Task statement: Starting at the line that holds "the wooden tabletop", set down each line through the end of the listing, exactly as written and with nothing added.

══ The records ══

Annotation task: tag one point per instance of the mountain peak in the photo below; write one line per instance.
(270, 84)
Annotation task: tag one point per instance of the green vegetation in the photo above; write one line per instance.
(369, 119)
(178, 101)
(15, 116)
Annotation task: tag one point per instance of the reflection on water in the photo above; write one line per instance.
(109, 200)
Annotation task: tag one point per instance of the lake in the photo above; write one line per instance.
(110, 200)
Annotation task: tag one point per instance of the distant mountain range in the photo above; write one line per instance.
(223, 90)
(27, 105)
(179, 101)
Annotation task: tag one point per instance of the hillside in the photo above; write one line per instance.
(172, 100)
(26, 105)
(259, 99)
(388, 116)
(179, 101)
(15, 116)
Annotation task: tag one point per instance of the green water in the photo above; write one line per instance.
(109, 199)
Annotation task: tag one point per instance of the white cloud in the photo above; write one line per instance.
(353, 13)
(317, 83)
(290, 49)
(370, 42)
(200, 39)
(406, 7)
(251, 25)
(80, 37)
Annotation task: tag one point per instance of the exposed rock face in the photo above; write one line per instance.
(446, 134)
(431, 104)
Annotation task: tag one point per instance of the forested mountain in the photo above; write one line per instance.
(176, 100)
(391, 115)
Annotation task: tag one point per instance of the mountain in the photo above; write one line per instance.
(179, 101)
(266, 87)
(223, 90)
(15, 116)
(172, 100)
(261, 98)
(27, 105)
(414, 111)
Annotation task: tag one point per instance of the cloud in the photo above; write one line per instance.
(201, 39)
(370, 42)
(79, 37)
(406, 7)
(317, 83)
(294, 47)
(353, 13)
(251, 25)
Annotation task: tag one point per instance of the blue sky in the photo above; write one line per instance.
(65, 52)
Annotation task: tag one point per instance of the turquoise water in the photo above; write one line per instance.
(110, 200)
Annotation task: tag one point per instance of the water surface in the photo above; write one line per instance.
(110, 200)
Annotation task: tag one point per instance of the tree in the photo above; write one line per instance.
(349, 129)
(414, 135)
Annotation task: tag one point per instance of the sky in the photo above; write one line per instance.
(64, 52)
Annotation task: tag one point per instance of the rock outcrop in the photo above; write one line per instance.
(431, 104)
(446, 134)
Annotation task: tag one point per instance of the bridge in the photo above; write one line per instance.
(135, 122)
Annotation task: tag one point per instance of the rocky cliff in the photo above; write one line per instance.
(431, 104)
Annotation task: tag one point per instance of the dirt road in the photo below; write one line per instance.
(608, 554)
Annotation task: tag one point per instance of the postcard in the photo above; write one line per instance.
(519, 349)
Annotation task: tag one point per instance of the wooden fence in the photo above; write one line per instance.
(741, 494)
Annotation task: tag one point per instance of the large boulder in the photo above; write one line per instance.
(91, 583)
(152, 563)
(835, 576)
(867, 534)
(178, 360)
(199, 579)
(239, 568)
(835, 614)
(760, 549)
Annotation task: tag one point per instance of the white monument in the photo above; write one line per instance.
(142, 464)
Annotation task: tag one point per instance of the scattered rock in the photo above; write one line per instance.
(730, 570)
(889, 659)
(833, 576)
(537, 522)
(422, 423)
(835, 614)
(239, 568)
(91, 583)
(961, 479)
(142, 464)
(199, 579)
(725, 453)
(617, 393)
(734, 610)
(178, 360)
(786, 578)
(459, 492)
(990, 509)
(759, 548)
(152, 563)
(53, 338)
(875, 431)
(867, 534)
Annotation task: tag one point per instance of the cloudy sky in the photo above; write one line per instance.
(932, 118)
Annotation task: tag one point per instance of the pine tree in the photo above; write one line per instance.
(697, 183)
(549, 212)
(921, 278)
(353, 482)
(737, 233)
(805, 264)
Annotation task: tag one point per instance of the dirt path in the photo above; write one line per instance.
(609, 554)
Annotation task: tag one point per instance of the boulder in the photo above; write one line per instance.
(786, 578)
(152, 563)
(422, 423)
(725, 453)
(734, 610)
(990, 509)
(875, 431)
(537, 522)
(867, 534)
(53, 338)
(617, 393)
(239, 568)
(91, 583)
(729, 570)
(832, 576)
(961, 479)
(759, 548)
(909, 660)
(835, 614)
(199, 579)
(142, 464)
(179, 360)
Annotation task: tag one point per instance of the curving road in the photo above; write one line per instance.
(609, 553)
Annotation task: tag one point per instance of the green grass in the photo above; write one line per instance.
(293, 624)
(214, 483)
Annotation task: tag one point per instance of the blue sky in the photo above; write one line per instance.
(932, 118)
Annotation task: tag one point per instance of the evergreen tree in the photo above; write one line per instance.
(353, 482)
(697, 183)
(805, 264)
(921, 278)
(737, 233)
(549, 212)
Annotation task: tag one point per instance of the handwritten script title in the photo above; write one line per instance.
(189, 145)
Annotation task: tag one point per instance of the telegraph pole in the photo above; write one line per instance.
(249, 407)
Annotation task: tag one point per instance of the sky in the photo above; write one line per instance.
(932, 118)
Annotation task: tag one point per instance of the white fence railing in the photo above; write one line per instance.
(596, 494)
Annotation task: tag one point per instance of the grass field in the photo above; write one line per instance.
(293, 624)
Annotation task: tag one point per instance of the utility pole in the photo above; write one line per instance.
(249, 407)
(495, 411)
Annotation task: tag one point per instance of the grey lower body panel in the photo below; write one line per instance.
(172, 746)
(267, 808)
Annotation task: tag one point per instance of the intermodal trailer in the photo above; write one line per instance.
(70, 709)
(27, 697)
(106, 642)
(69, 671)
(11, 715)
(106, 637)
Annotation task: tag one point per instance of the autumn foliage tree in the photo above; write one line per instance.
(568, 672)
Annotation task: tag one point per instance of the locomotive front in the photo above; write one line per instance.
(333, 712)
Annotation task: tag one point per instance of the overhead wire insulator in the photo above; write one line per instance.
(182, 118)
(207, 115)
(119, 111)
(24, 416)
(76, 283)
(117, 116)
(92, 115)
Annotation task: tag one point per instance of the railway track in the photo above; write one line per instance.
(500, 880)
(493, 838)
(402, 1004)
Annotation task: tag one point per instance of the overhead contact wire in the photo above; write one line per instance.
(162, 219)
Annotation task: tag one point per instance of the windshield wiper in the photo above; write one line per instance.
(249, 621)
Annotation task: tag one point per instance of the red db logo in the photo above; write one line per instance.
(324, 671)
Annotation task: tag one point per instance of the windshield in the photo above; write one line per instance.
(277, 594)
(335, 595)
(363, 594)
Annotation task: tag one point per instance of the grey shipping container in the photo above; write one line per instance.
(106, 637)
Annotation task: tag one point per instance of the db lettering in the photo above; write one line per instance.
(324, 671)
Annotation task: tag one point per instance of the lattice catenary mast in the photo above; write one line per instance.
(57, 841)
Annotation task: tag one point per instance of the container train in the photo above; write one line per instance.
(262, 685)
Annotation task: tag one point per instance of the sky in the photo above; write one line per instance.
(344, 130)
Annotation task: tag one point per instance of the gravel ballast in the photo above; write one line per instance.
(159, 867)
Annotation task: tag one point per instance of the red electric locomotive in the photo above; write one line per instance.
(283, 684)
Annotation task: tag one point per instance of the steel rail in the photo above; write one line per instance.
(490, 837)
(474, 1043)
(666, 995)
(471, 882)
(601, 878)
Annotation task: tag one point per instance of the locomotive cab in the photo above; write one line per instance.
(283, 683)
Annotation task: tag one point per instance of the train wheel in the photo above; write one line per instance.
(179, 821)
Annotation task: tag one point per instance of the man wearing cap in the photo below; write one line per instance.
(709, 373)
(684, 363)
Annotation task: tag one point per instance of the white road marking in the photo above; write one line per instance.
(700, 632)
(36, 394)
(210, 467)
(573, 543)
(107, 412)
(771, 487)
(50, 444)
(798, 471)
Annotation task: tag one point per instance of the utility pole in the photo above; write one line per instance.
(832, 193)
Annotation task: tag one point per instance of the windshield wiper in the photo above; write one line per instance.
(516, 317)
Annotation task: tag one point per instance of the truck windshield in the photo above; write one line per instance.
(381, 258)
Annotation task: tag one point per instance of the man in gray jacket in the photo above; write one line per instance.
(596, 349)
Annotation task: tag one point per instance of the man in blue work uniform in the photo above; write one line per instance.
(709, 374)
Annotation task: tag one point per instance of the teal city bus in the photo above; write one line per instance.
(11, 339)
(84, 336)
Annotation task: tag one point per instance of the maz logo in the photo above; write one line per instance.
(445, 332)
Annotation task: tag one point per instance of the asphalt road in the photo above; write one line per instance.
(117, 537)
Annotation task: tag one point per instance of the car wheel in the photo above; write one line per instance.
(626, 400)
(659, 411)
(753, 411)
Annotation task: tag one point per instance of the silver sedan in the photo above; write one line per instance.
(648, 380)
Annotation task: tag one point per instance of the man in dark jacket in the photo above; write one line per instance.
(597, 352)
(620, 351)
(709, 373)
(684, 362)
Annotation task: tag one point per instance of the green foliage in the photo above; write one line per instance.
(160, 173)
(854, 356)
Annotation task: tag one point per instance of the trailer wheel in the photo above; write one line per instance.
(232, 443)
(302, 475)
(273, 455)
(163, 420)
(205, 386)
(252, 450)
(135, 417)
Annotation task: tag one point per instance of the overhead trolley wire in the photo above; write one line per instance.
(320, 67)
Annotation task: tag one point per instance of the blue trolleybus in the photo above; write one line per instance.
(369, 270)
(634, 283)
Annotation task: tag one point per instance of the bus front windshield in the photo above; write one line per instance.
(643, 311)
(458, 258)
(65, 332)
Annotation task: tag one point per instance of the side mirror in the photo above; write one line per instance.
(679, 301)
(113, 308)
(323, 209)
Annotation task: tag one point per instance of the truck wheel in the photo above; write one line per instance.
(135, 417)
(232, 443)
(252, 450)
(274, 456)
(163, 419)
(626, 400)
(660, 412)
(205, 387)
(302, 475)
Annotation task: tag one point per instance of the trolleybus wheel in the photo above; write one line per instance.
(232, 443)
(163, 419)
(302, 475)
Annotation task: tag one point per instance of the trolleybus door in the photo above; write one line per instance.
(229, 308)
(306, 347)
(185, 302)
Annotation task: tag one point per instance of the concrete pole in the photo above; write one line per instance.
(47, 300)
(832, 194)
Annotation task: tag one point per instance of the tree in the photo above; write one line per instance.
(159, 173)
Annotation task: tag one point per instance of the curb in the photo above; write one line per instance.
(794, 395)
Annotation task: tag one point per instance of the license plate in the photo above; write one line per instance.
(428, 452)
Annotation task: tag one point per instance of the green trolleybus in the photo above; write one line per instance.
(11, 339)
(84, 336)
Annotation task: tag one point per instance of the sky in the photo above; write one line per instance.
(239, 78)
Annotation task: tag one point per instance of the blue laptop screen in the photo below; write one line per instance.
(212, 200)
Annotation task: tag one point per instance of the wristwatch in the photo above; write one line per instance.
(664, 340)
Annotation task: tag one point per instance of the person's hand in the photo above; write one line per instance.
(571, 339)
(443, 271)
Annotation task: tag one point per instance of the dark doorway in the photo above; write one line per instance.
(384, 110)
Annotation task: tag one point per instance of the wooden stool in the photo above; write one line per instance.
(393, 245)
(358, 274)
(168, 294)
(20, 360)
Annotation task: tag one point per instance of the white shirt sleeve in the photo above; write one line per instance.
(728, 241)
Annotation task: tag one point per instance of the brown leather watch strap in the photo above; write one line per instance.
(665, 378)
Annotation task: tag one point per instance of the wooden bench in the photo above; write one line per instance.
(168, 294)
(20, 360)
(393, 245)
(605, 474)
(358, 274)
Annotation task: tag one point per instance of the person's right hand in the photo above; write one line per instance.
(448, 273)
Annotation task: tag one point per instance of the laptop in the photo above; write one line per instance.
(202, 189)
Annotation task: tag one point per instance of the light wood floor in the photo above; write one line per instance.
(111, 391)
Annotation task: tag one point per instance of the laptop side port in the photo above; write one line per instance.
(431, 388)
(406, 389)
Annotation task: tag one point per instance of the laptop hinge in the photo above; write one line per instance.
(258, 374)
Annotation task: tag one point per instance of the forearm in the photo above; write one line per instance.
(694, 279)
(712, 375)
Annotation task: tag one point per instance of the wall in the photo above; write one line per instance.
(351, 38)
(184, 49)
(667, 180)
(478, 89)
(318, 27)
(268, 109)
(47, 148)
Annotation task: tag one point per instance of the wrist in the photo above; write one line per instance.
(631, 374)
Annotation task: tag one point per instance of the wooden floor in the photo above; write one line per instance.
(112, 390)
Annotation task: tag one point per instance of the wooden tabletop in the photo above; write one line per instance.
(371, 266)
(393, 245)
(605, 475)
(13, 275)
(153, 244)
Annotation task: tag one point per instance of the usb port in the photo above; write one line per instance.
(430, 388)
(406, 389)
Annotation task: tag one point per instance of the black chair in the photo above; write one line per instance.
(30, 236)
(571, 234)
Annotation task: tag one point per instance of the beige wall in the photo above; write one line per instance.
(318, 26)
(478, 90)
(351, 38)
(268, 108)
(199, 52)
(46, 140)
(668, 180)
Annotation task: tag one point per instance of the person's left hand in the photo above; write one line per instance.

═══

Solved problem:
Annotation task: tag one point per instance of the wooden tabletop in the photo above; write one line per instance.
(371, 266)
(393, 245)
(605, 475)
(13, 275)
(153, 244)
Annotation task: tag one point per instance of the usb port in the photo above; write one line per instance.
(430, 388)
(406, 389)
Annotation task: tag one point per instance of the black chair in the photo above; write one line per instance.
(30, 236)
(571, 234)
Annotation task: tag one point per instance of the beige wall in the photo above; write one line per instance.
(318, 26)
(478, 90)
(351, 38)
(268, 108)
(199, 52)
(46, 140)
(668, 180)
Annotation task: tag one point per instance of the person's left hand in the photo above; write one line per instance.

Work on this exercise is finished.